_What is required_:
Reproduce, character for character, the stretch of the open source security passage below that opens with "Identifying Behaviors" and closes with "packages exceedingly difficult.".

===== Text for analysis =====

Open source security is something fairly important to me. Ensuring individuals have the ability to learn and develop their skills in a secure environment is something I believe everyone has an entitled right to. Unfortunately, the overwhelmingly vast majority of new users are overwhelmed by the options they might find on open source sharing sites and package indexes such as GitHub and the Python Package Index (PyPI).

This overwhelmed feeling can lead to an increased vulnerability for new users to attacks such as typosquatting and dependency confusion. The unfortunate reality is that this presents a barrier to entry that many people may not necessarily even know exists– that is, identifying and selecting quality dependencies is an acquired skill.

Identifying Behaviors
#

When we talk about ‘detection’ in a cybersecurity context, the average user is going to look at their endpoint detection systems and antiviruses and rely on the level of trust in those systems to secure their particular work environments. Unfortunately, there’s a level of implicit trust in certain embedded Python processes that makes detecting these actions virtually impossible. The average flux of the internet makes mapping out specific threats from benign packages exceedingly difficult.

Consider the following:

import subprocess
def not_mal_func(package_name):
 subprocess.run(['pip','install', package_name])

This represents a fairly frequent use case for installing dependencies that might be missing for authors that are unaware of the pragmatics of the packaging solutions that exist in Python. Where we would normally identify dependencies in requirements.txt or pyproject.toml, users will often simply try to import a package, catch the exception, and pip install the missing package.

===== Material supplied =====

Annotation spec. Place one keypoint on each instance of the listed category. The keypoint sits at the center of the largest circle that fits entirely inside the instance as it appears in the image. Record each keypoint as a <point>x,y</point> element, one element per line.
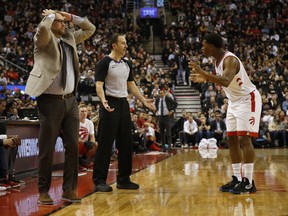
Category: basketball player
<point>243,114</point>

=====
===== Material supplied =====

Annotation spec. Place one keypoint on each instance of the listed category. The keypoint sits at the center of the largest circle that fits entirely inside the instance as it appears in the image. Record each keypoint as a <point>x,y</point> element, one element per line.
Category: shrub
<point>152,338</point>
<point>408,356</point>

=====

_Written solution_:
Identifying Behaviors
#

When we talk about ‘detection’ in a cybersecurity context, the average user is going to look at their endpoint detection systems and antiviruses and rely on the level of trust in those systems to secure their particular work environments. Unfortunately, there’s a level of implicit trust in certain embedded Python processes that makes detecting these actions virtually impossible. The average flux of the internet makes mapping out specific threats from benign packages exceedingly difficult.